Lesetext
Nürnberger Historiker äußert sich zu Nazi-Filmen auf Youtube
2.3.2014, 11:29 UhrDer Film "Hitlerjunge Quex" wurde 1933 uraufgeführt, wenige Monate nach der Machtergreifung der Nazis. Es war der erste Propagandafilm, der vom neuen NS-Staat gefördert wurde, und er macht Werbung für den Nationalsozialismus. Danach gab es noch viele weitere solche Filme, die nach dem Krieg von den Alliierten verboten wurden.
Heute dürfen sie nur unter bestimmten Voraussetzungen gezeigt werden, im Internet sind aber viele frei zugänglich. Der Nürnberg Historiker Pascal Metzger erklärt in einem Interview der Nachrichtenagentur dpa, was es mit den NS-Machwerken auf sich hat.
Was sind "Vorbehaltsfilme"?
Pascal Metzger: Sie dürfen in Deutschland zur wissenschaftlichen Auswertung verwendet werden und im Rahmen der politischen Bildung. Öffentlich dürfen sie nur unter dem Vorbehalt gezeigt werden, dass jemand in die Thematik einführt und die propagandistischen Absichten aufdeckt und dass danach über den Film diskutiert werden kann. Sie sind nicht zur kommerziellen Verwertung gedacht. Es gab einmal etwa 200 dieser Filme in Deutschland. Inzwischen stehen noch knapp 40 auf der Vorbehaltsliste.
Wie kommt es zu diesem Rückgang?
Metzger: Der 1966 gegründeten Friedrich-Wilhelm-Murnau-Stiftung wurden die Rechte am ehemals reichseigenen Filmerbe übertragen. Die Stiftung überprüft alle paar Jahre die Filmbestände daraufhin, was sie freigeben kann. Es gibt verschiedene Kriterien, um festzumachen, ob ein Film rassistisch oder kriegsverherrlichend ist, ob er den Nationalsozialismus verherrlicht oder andere Rassen oder Völker diskriminiert. Generell standen auf der Liste zunächst Filme, in denen viele Hakenkreuze zu sehen sind. Diese hat man dann beschnitten um ein paar Szenen und sie somit entnazifiziert.

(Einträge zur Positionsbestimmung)
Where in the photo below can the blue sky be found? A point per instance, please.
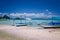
(28, 6)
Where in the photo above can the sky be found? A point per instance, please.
(29, 6)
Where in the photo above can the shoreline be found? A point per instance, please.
(29, 33)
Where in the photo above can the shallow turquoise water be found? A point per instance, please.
(28, 22)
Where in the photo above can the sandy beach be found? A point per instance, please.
(8, 32)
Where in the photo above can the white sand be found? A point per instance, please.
(29, 33)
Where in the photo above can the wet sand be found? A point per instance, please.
(28, 33)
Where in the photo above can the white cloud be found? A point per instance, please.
(46, 10)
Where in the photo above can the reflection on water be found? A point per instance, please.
(29, 23)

Übungsaufgabe 1
Tausche in dem Abschnitt der Einträge, der mit der Zeile mit "Where in the photo above can the sandy" beginnt und bis zum Ende der Einträge reicht, "white" gegen "pale" aus. Gib nur diesen Abschnitt wieder und lass alles andere darin unverändert.
Übungsaufgabe 2
Greife den Text über die NS-Vorbehaltsfilme an seinem Ende auf und setze ihn fort.
Der Text und die Einträge haben inhaltlich nichts miteinander zu tun.

Lösung 1
Where in the photo above can the sandy beach be found? A point per instance, please.
(8, 32)
Where in the photo above can the pale sand be found? A point per instance, please.
(29, 33)
Where in the photo above can the wet sand be found? A point per instance, please.
(28, 33)
Where in the photo above can the pale cloud be found? A point per instance, please.
(46, 10)
Where in the photo above can the reflection on water be found? A point per instance, please.
(29, 23)

Lösung 2
Was für Filme sind das überhaupt?
Metzger: Es sind in der Regel Spielfilme, die Themen sind ganz bunt gemischt, auch die Genres. Es sind Kriminalfilme, Revuefilme, man hat historische Stoffe umgesetzt oder neue Drehbücher geschrieben.
Viele dieser Filme sind inzwischen im Internet frei zugänglich. Sollten sie dann nicht ganz freigegeben werden?
Metzger: Das ist wirklich schwer zu ermessen. Die Hauptargumente, diese Filme weiter nur unter Vorbehalt zu zeigen, sind, dass darin Stereotype oft nur unterschwellig zum Ausdruck kommen und man diese akzeptiert, ohne es zu merken. Der historisch Unkundige könnte daraus die falschen Schlüsse ziehen. Solche Filme sind genauso wie "Mein Kampf" nicht nur Filme oder ein Buch, sondern es sind Symbole für ihre Zeit. Ein Verbot heißt, dass man ein Zeichen setzt, dass man diese Symbole nicht weiter duldet. Wir verbieten auch Hakenkreuze und den Hitlergruß, weil sie ein Symbol sind.
Und was spricht gegen den Vorbehalt?
Metzger: Diese Filme stammen aus einer ganz anderen Zeit. Vieles ist ganz klar als Propaganda erkennbar. Es gibt auch das Argument, dass man diese Propaganda den Leuten nicht vorenthalten sollte, dass sich jeder darüber informieren können muss und Künstler das Ganze verarbeiten können sollen. Das Interesse ist da, man kann an diese Filme über das Internet oder das Ausland kommen. Der Vorbehalt ist also de facto schon unterlaufen, und man will keinen weiteren Kult schaffen, indem man das Verbot aufrecht erhält.
Wie funktioniert die Propaganda in den Filmen überhaupt?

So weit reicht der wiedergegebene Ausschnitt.